__PROBLEM DETAILS__
Please print the lines of the listing below word for word, starting with the line that contains "Go ahead, prove it: the wet" and going on through the end of the listing.

(Object detection data)

(begin)

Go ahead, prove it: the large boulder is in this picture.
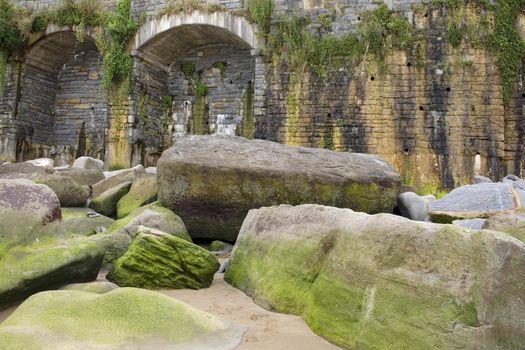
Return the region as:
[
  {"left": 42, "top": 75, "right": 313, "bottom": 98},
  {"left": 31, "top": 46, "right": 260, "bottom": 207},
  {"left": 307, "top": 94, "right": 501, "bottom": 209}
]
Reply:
[
  {"left": 0, "top": 232, "right": 105, "bottom": 308},
  {"left": 483, "top": 212, "right": 525, "bottom": 242},
  {"left": 0, "top": 288, "right": 245, "bottom": 350},
  {"left": 107, "top": 228, "right": 219, "bottom": 289},
  {"left": 60, "top": 208, "right": 115, "bottom": 236},
  {"left": 99, "top": 203, "right": 191, "bottom": 266},
  {"left": 89, "top": 182, "right": 131, "bottom": 216},
  {"left": 93, "top": 165, "right": 145, "bottom": 198},
  {"left": 117, "top": 173, "right": 157, "bottom": 219},
  {"left": 157, "top": 135, "right": 400, "bottom": 241},
  {"left": 35, "top": 174, "right": 91, "bottom": 207},
  {"left": 71, "top": 157, "right": 104, "bottom": 171},
  {"left": 428, "top": 182, "right": 521, "bottom": 223},
  {"left": 0, "top": 179, "right": 61, "bottom": 241},
  {"left": 55, "top": 168, "right": 104, "bottom": 187},
  {"left": 225, "top": 205, "right": 525, "bottom": 349}
]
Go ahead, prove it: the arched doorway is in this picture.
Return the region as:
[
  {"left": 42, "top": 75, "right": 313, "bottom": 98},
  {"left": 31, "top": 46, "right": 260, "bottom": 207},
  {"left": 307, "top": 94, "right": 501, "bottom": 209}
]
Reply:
[
  {"left": 130, "top": 11, "right": 258, "bottom": 164},
  {"left": 17, "top": 28, "right": 108, "bottom": 165}
]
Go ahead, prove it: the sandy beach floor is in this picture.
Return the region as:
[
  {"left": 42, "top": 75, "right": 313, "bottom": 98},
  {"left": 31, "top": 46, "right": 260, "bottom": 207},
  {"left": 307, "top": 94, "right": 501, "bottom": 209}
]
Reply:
[{"left": 0, "top": 274, "right": 339, "bottom": 350}]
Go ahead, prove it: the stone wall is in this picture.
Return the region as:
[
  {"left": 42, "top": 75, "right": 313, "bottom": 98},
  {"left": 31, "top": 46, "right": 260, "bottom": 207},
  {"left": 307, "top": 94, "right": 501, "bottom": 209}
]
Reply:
[
  {"left": 53, "top": 51, "right": 108, "bottom": 157},
  {"left": 169, "top": 45, "right": 254, "bottom": 137},
  {"left": 0, "top": 0, "right": 525, "bottom": 190}
]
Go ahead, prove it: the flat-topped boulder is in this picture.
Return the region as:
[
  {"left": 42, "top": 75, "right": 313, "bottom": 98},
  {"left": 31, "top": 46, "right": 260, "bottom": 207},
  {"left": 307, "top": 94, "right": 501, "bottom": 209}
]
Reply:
[
  {"left": 0, "top": 288, "right": 246, "bottom": 350},
  {"left": 225, "top": 205, "right": 525, "bottom": 349},
  {"left": 428, "top": 182, "right": 521, "bottom": 223},
  {"left": 157, "top": 135, "right": 400, "bottom": 241},
  {"left": 0, "top": 179, "right": 61, "bottom": 241}
]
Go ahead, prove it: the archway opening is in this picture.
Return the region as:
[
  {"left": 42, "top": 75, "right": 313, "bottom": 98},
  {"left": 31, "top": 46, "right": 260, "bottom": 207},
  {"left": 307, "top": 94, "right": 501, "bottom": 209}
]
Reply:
[
  {"left": 17, "top": 31, "right": 107, "bottom": 165},
  {"left": 131, "top": 18, "right": 255, "bottom": 164}
]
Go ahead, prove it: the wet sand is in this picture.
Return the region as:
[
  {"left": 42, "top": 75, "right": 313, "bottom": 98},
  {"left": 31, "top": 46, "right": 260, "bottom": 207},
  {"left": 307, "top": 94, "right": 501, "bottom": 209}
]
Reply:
[{"left": 0, "top": 274, "right": 339, "bottom": 350}]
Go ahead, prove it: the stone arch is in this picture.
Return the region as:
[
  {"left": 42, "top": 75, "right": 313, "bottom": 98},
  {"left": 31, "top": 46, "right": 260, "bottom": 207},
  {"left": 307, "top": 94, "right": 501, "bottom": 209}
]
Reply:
[
  {"left": 17, "top": 25, "right": 107, "bottom": 164},
  {"left": 132, "top": 11, "right": 259, "bottom": 63},
  {"left": 129, "top": 11, "right": 264, "bottom": 167}
]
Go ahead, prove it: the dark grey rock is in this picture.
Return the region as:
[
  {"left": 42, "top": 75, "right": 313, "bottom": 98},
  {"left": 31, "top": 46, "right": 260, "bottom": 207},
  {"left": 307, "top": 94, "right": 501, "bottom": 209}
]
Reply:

(end)

__RESULT__
Go ahead, prove it: the wet sand is in this picture.
Return the region as:
[
  {"left": 42, "top": 75, "right": 313, "bottom": 98},
  {"left": 31, "top": 46, "right": 260, "bottom": 207},
  {"left": 307, "top": 94, "right": 501, "bottom": 209}
]
Reply:
[{"left": 0, "top": 274, "right": 339, "bottom": 350}]
Go ahead, prove it: the stone arch is in this picture.
Return the region as:
[
  {"left": 42, "top": 75, "right": 313, "bottom": 98},
  {"left": 31, "top": 46, "right": 260, "bottom": 207},
  {"left": 307, "top": 94, "right": 501, "bottom": 209}
]
Reply:
[
  {"left": 17, "top": 25, "right": 107, "bottom": 164},
  {"left": 132, "top": 11, "right": 259, "bottom": 63},
  {"left": 129, "top": 11, "right": 264, "bottom": 167}
]
Go ahead, prove it: the dark grey rock is in this picture.
Return the region as:
[
  {"left": 42, "top": 75, "right": 313, "bottom": 98},
  {"left": 31, "top": 46, "right": 260, "bottom": 207},
  {"left": 307, "top": 94, "right": 501, "bottom": 209}
]
Reply:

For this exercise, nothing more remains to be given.